▸ **Directions for this task**:
Set out all the lines below as a numbered list, leaving out any blank ones.

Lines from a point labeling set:
┄┄┄┄┄┄
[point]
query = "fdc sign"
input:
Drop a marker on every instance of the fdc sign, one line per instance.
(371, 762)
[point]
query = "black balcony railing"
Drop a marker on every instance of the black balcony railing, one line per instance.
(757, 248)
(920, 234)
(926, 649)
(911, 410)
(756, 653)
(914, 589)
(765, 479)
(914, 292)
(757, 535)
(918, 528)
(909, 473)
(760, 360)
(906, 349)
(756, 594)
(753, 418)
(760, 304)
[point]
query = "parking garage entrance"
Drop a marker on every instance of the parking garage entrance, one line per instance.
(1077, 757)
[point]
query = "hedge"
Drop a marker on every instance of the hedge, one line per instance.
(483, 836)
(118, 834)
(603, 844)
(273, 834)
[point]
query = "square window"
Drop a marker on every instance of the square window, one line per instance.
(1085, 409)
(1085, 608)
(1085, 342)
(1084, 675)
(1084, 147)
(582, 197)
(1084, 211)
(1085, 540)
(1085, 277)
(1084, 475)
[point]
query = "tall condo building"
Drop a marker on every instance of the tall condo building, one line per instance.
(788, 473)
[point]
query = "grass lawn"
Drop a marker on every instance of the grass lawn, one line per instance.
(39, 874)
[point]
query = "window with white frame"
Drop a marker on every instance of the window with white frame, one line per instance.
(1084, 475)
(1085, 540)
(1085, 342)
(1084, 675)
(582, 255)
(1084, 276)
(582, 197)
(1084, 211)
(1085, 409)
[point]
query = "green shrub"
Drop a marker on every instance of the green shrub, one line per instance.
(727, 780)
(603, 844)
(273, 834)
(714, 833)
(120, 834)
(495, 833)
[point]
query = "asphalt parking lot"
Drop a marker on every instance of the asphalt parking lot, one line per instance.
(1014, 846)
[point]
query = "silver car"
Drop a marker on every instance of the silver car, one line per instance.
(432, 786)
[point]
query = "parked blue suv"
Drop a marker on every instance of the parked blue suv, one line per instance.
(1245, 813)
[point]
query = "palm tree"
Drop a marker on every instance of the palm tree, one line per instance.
┄┄┄┄┄┄
▸ **Finished task**:
1. [point]
2. query = "fdc sign"
3. input:
4. Drop a marker on every instance of the fdc sign, one line per instance.
5. (371, 762)
6. [point]
7. query = "black balcony railing"
8. Drop a marker on every instance of the black balcony railing, one line per instance.
9. (757, 248)
10. (920, 234)
11. (926, 649)
12. (911, 410)
13. (756, 653)
14. (914, 589)
15. (765, 479)
16. (914, 292)
17. (757, 535)
18. (918, 528)
19. (909, 473)
20. (760, 360)
21. (906, 349)
22. (756, 594)
23. (753, 418)
24. (760, 304)
25. [point]
26. query = "parking garage entrance"
27. Drop a marker on every instance of the parking garage entrance, one line per instance.
28. (1077, 757)
29. [point]
30. query = "hedge"
31. Drop a marker on every instance of the hedge, one line per instance.
32. (483, 836)
33. (118, 834)
34. (603, 844)
35. (273, 834)
36. [point]
37. query = "square window"
38. Drop a marker on every instance of the square window, one line per instance.
39. (1085, 409)
40. (1085, 608)
41. (1085, 342)
42. (1084, 675)
43. (1084, 147)
44. (582, 197)
45. (1084, 211)
46. (1085, 540)
47. (1085, 277)
48. (1084, 475)
49. [point]
50. query = "tall condo building"
51. Drop a marker on every instance of the tall condo building, one line per instance.
52. (788, 473)
53. [point]
54. query = "grass lawn"
55. Drop a marker on every instance of the grass lawn, one line per instance.
56. (39, 874)
57. [point]
58. query = "window with white frame"
59. Drop a marker on every instance of the window with white frame, one line per instance.
60. (1084, 475)
61. (1085, 540)
62. (1085, 342)
63. (1084, 675)
64. (582, 255)
65. (1084, 276)
66. (582, 197)
67. (1084, 211)
68. (1085, 409)
69. [point]
70. query = "green shrub"
71. Drop a marker on every instance of the green shrub, one line per instance.
72. (727, 780)
73. (603, 844)
74. (273, 834)
75. (714, 833)
76. (120, 834)
77. (495, 833)
78. [point]
79. query = "asphalt parking lot"
80. Drop a marker on every instance of the asphalt parking lot, one line per instance.
81. (1014, 846)
82. [point]
83. query = "silver car"
84. Drop a marker on every instance of the silver car, one line per instance.
85. (432, 786)
86. [point]
87. query = "parked blue suv"
88. Drop a marker on every instance of the parked blue suv, one line per instance.
89. (1245, 813)
90. [point]
91. query = "palm tree"
92. Drop a marker on every instance of the palm tree, one line per instance.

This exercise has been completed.